## What is being asked
Filter the lines below, keeping each one that contains the string "white". Matching is case-sensitive.

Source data
-- Begin --

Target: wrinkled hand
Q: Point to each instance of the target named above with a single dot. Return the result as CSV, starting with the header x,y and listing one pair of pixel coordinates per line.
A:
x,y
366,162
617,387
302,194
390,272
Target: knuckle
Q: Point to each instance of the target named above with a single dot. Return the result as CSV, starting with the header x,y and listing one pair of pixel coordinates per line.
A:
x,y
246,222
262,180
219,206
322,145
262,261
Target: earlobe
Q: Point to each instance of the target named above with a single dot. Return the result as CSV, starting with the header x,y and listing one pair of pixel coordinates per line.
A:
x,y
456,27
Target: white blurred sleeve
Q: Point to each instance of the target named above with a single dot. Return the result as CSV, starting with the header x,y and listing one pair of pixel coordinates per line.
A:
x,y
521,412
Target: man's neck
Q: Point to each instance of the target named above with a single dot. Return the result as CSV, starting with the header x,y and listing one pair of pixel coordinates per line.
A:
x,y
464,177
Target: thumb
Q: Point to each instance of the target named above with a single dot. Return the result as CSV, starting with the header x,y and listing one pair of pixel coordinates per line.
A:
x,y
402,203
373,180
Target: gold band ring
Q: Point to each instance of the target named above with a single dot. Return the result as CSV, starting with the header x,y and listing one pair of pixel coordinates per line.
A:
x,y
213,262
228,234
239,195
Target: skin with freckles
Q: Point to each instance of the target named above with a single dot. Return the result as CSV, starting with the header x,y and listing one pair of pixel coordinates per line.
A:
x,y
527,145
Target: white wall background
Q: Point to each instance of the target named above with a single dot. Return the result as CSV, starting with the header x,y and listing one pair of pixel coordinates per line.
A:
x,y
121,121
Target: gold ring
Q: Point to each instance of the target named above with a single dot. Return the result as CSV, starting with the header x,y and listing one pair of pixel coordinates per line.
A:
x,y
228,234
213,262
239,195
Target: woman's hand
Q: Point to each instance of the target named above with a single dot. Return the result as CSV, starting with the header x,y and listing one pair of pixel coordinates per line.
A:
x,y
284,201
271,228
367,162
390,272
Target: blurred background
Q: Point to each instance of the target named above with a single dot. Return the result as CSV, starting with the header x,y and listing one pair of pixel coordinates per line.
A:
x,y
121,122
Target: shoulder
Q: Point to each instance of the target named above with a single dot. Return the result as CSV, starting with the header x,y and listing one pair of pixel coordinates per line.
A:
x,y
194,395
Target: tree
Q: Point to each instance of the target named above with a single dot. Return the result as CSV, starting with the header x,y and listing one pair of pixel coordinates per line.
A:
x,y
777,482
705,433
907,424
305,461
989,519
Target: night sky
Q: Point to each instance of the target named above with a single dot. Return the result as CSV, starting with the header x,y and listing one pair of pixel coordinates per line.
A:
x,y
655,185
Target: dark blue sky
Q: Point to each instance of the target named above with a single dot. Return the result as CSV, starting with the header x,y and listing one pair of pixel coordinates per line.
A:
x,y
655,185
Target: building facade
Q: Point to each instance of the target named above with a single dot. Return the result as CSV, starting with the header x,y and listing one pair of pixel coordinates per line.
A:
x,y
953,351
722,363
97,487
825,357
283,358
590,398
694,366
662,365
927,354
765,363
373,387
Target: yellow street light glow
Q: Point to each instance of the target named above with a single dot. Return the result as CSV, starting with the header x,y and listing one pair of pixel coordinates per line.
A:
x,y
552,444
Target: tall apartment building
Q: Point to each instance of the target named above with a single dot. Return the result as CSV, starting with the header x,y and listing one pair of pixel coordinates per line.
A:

-- End --
-- Begin --

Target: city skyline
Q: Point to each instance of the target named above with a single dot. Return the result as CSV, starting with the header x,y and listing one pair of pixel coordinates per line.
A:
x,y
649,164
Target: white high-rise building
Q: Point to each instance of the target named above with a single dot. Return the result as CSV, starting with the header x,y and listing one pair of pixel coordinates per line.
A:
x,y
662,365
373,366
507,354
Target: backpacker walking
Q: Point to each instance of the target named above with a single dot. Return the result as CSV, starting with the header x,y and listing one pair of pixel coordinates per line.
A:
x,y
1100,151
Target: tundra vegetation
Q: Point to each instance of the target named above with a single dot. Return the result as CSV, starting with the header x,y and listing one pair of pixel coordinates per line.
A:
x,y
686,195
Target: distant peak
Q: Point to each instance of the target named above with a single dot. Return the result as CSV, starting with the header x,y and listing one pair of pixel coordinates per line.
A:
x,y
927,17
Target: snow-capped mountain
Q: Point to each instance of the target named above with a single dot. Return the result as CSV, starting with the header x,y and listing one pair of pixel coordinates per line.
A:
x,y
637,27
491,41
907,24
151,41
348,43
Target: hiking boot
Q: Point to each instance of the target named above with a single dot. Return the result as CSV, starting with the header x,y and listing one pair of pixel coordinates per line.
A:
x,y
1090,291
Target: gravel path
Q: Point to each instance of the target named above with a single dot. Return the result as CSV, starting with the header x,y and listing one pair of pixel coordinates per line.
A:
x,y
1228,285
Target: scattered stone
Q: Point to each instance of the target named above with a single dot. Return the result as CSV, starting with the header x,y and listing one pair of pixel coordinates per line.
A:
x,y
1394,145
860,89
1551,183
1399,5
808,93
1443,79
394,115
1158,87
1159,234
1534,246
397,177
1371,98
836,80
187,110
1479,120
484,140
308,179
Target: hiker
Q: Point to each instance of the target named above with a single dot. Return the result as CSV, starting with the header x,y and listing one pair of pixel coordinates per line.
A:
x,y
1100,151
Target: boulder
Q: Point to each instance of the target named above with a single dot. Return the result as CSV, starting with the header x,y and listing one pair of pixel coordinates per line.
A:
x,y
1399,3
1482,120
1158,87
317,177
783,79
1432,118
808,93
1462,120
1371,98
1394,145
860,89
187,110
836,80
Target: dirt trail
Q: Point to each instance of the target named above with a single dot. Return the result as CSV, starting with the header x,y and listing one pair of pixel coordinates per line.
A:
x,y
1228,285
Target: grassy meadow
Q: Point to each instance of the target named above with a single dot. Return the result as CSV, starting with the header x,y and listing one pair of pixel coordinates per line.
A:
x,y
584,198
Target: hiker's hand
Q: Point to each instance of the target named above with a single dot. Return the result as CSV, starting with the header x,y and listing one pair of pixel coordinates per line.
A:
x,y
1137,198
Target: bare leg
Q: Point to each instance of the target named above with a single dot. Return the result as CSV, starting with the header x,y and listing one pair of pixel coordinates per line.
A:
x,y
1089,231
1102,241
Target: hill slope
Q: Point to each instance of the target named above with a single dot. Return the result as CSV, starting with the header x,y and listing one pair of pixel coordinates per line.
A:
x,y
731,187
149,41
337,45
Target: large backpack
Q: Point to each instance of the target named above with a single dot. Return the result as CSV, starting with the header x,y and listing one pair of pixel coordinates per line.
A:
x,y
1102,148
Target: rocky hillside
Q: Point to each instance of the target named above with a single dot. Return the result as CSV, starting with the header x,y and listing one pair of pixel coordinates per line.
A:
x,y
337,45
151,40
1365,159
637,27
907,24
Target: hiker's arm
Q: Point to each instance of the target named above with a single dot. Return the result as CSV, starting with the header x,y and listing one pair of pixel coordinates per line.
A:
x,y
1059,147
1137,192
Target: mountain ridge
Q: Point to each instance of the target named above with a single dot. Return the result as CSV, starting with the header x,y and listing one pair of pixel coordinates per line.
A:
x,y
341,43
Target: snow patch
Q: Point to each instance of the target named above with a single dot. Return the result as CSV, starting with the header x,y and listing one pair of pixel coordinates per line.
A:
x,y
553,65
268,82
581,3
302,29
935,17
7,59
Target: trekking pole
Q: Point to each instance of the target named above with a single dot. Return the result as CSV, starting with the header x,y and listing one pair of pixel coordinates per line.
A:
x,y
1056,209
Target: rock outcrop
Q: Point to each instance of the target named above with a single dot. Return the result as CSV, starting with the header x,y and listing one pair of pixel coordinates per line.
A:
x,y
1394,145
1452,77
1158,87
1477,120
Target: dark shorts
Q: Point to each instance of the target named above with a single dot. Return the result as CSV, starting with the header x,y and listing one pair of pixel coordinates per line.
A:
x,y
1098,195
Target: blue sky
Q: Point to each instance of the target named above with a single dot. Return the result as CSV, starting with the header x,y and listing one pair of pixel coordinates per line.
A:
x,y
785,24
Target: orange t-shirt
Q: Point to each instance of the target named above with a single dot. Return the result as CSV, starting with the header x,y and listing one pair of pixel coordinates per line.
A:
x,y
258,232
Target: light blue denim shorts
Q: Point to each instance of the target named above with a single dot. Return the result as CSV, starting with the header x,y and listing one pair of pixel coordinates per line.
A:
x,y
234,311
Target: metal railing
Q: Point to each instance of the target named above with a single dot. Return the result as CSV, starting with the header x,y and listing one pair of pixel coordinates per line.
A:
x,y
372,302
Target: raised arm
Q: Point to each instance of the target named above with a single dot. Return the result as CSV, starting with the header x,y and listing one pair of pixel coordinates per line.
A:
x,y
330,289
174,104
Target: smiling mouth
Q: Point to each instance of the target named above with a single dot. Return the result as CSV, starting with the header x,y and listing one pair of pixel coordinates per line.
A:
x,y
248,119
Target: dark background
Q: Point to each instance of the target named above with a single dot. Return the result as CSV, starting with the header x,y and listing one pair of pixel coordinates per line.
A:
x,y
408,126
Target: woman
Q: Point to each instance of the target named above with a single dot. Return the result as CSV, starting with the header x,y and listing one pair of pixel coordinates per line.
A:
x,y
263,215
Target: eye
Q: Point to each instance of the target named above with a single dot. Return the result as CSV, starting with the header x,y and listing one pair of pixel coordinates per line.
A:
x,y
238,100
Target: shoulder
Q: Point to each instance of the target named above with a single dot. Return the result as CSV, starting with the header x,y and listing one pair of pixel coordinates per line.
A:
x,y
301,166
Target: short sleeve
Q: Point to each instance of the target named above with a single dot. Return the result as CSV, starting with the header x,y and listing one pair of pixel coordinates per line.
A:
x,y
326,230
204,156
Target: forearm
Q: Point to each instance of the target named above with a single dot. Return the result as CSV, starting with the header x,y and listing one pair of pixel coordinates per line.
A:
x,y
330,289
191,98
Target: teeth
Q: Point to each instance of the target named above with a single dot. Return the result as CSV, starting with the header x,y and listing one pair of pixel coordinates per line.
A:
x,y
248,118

-- End --

## The result
Target: white blurred sleeve
Target: white wall background
Target: white high-rise building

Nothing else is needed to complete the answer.